[Material shown start]

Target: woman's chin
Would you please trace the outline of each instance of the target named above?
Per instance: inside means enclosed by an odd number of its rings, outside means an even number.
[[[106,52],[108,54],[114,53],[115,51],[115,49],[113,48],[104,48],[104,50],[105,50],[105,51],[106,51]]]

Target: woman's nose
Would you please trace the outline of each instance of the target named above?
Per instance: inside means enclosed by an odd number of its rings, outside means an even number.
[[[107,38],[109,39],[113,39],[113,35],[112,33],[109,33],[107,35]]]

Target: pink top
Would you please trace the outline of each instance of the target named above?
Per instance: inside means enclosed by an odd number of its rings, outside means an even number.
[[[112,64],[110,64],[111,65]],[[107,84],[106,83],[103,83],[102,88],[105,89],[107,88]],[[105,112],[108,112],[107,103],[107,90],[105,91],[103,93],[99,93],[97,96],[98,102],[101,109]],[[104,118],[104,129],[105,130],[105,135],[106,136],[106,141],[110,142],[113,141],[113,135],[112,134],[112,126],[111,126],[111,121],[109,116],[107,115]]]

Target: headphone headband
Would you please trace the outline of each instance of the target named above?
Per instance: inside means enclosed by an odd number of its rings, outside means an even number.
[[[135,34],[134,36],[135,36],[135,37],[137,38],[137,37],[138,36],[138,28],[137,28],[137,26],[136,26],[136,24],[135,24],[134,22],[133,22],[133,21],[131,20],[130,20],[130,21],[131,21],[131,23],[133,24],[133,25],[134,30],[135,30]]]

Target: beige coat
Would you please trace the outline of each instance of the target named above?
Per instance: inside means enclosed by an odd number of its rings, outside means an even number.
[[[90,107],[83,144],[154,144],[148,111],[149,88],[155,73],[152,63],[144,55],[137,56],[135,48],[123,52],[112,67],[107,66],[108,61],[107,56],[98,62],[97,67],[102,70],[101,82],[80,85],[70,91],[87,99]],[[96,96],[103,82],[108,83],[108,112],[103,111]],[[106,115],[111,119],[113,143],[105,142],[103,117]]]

[Material shown end]

• **What you will do**:
Can you reproduce the rows above line for line, with no changes?

• **Full answer**:
Target: woman's chin
Would you please trace the outline of each instance of the target named above?
Per instance: inside means enclosed by an odd number of its rings, outside means an even number.
[[[106,52],[108,54],[114,53],[115,51],[115,49],[113,48],[104,48],[104,50],[105,50],[105,51],[106,51]]]

Target: woman's nose
Would you please trace the outline of each instance of the target named above?
Per instance: inside means enclosed by an odd number of its rings, outside means an even number.
[[[107,38],[109,39],[113,39],[113,35],[112,33],[109,33],[107,35]]]

Target: pink top
Would you please trace the outline of each instance of the target named above?
Per instance: inside means enclosed by an odd number of its rings, outside means an even number.
[[[112,64],[110,64],[111,65]],[[107,84],[106,83],[103,83],[102,88],[105,89],[107,88]],[[105,112],[108,112],[107,103],[107,90],[105,91],[103,93],[99,93],[97,96],[98,102],[101,109]],[[104,118],[104,129],[105,130],[105,135],[106,136],[106,141],[110,142],[113,141],[113,135],[112,134],[112,126],[111,126],[111,121],[109,116],[107,115]]]

Target: headphone headband
Would you please trace the outline of each instance of the target named above?
Per instance: inside means enclosed by an odd number of its rings, outside means an even number.
[[[135,34],[134,36],[135,36],[135,37],[137,38],[137,37],[138,36],[138,28],[137,28],[137,26],[136,26],[136,24],[135,24],[134,22],[133,22],[133,21],[131,20],[130,20],[130,21],[131,21],[131,23],[133,24],[133,25],[134,30],[135,30]]]

Target: beige coat
Would you please trace the outline of each instance of the target named above?
Per instance: inside means enclosed by an odd number of its rings, outside means an even number.
[[[90,107],[83,144],[154,144],[148,111],[149,88],[155,73],[152,63],[144,55],[137,56],[135,48],[123,52],[112,67],[107,66],[108,61],[107,56],[98,62],[97,67],[102,70],[101,82],[80,85],[70,91],[87,99]],[[96,96],[103,82],[108,83],[108,112],[103,111]],[[106,115],[111,119],[113,143],[105,142],[103,117]]]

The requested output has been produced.